SHORT EXERCISE>
Please extract the Bitcoin passage below and reproduce all of it word for word.

TEXT SHOWN>

Good! Perhaps you will have something to say about a matter I've been
turning over in my head lately!

I'm interested in Bitcoin. Why? Because I think there's a lot of
inefficiency and injustice in the way traditional financial systems
(banks, currencies, and markets) are built: they're heavily centralised
and monopolised and entangled with politics and other vested interests.

But I'm far from certain that Bitcoin will be a panacea here. Precisely
because it is decentralised and purely under the control of
dispassionate algorithms, it is open to different kinds of abuse. The
initial distribution is hardly "fair" (no matter how you define fair),
although I don't think a better distribution mechanism could have been
defined; but will it even out with time? Or will we find new
centralisation, in the form of important market functions (eg, the kinds
of roles that banks fill) being monopolised by the few who have the
capital to run them?

There's a centralisation risk in the mining power being monopolised;
somebody who controls more than half of the computational power in the
mining network, for instance, could just write their own rules (creating
bitcoins out of nothing or stealing bitcoins from other people, for a
start).

DATA RECORDS>
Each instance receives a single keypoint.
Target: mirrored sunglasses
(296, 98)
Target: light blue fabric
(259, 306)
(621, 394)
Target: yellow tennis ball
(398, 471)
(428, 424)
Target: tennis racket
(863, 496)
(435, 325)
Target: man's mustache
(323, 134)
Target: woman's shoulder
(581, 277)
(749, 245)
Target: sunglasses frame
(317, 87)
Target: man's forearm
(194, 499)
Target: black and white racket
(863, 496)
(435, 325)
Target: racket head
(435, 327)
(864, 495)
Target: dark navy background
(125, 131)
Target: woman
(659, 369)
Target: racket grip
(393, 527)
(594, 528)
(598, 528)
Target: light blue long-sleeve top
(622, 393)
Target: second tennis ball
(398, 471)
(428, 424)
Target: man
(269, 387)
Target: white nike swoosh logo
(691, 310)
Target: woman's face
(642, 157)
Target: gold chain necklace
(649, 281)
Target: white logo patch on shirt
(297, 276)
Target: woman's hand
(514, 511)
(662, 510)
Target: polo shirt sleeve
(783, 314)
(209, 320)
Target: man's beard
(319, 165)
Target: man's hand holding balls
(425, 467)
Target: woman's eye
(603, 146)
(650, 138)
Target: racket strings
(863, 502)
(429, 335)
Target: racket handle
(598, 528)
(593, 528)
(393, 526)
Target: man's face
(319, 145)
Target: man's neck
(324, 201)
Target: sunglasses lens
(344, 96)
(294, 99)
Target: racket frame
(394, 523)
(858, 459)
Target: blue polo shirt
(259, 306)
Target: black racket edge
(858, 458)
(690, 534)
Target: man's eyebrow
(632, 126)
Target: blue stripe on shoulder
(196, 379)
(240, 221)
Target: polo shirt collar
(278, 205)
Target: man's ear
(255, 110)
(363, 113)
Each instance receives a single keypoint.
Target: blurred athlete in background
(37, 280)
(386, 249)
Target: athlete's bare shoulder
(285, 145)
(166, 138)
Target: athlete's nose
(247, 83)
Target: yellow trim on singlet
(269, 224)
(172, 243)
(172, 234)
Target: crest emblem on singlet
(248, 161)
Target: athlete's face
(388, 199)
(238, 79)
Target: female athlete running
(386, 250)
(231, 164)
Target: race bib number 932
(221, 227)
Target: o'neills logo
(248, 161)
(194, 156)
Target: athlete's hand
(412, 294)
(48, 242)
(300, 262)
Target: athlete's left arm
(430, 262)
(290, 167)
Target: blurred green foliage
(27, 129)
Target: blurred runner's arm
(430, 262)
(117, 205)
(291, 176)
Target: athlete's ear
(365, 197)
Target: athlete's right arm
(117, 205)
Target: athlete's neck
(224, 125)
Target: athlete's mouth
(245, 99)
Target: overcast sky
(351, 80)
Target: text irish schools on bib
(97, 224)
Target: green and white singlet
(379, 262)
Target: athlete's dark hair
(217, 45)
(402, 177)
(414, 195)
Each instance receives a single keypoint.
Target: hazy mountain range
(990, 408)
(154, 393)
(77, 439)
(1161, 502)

FULL RESPONSE>
Good! Perhaps you will have something to say about a matter I've been
turning over in my head lately!

I'm interested in Bitcoin. Why? Because I think there's a lot of
inefficiency and injustice in the way traditional financial systems
(banks, currencies, and markets) are built: they're heavily centralised
and monopolised and entangled with politics and other vested interests.

But I'm far from certain that Bitcoin will be a panacea here. Precisely
because it is decentralised and purely under the control of
dispassionate algorithms, it is open to different kinds of abuse. The
initial distribution is hardly "fair" (no matter how you define fair),
although I don't think a better distribution mechanism could have been
defined; but will it even out with time? Or will we find new
centralisation, in the form of important market functions (eg, the kinds
of roles that banks fill) being monopolised by the few who have the
capital to run them?

There's a centralisation risk in the mining power being monopolised;
somebody who controls more than half of the computational power in the
mining network, for instance, could just write their own rules (creating
bitcoins out of nothing or stealing bitcoins from other people, for a
start).